Copy out the whole listing below exactly.
-*-*-
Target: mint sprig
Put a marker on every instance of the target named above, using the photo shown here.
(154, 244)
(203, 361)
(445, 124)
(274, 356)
-*-*-
*SOLVED PROBLEM*.
Target: mint sprig
Put a marker on every instance of the target named above, using the photo shown here.
(154, 244)
(203, 361)
(445, 124)
(274, 356)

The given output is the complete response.